Found In the Woods

April 24, 2011

Wiring, insulation and framing is nearly done

Filed under: Projects,Railroading — bsullivan @ 1:22 am

With the incredible help of my father in law and my buddy Kelly we’ve been able to make amazing progress on the workshop/layout room. Framing is nearly done as is electrical and insulation. Doing drywall and installing fixtures are the biggest jobs left. Very excited!

April 8, 2011

Some basement progress pics

Filed under: Projects,Railroading — bsullivan @ 1:39 pm

I know these aren’t that exciting, but for me they are. 🙂 Also, it’s hard to see here but all the old wall along the back and side walls of the house are gone. Also, the wiring in the room has been removed. Next step is to make some calculations, remove a few more wall pieces, clean up some stuff and get framing the new walls and roughing in the electrical. Stay tuned.

March 29, 2011

Workshop Update

Filed under: Projects,Railroading — bsullivan @ 9:30 pm

My father-in-law Bruce came over today and helped me knock out some serious work on the workshop room. My model RR will be in this room, along with the HVAC unit, the water heater and my work bench/storage. The room was originally part of one large basement room. At some point in the last 30 years the previous owner split the room in half and turned this side into a workshop. He was a serious woodworker and had some large tools (evident by the 220 40A circuit we removed today and bolt casings in the floor) so it’s plenty big. I decided to strip it down and turn it into a combo model RR room and workshop.

When we moved in I set to work removing some of the old storage units, shelves, walls, etc. Unfortunately, there were also some circuits that needed removing around the room and due to a lack of funds after being laid off, this sort of got put on the back burner. Thanks to the generosity of some friends and family I’ve been able to get some building materials and make a go of getting this taken care of. Back to today, Bruce & I traced out circuits, chased wires, rerouted one circuit to combine some lights and removed a lot of old wire. I was even able to remove all the remaining studs from the room (finally) and get things cleared out a bit. The next step is to continue removing wires, random nailed boards and some other shelves/cabinets still in the room. Things are moving along really well. More pics next time. Thanks!

March 27, 2011

LRDG redux

Filed under: Projects — bsullivan @ 3:47 pm

The original Tamiya LRDG 1/35 scale kit fetches a premium these days. I put one together back in high school and at the time it was one of my prized models. It was also one of the few that survived the great “younger brother knocking over the shelves that held all my models” tragedy.

### Pointing records:
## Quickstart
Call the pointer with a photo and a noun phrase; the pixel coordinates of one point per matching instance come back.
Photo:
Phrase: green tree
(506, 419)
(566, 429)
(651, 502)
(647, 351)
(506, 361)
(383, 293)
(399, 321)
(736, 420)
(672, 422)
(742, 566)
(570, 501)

### Objective 1:
Answer these questions about the workshop blog posts, one per line:
(a) Besides the father-in-law, who is named as helping with the progress reported on April 24, 2011?
(b) What circuit did Bruce and the writer remove on March 29, 2011?
(c) What scale is the original Tamiya LRDG kit?
### Objective 2:
Write out a passage of the workshop blog posts word for word, beginning at the words "Workshop Update" and stopping after "room and workshop.".

### Worked solution 1:
(a) Kelly
(b) A 220 40A circuit
(c) 1/35

### Worked solution 2:
Workshop Update

Filed under: Projects,Railroading — bsullivan @ 9:30 pm

My father-in-law Bruce came over today and helped me knock out some serious work on the workshop room. My model RR will be in this room, along with the HVAC unit, the water heater and my work bench/storage. The room was originally part of one large basement room. At some point in the last 30 years the previous owner split the room in half and turned this side into a workshop. He was a serious woodworker and had some large tools (evident by the 220 40A circuit we removed today and bolt casings in the floor) so it’s plenty big. I decided to strip it down and turn it into a combo model RR room and workshop.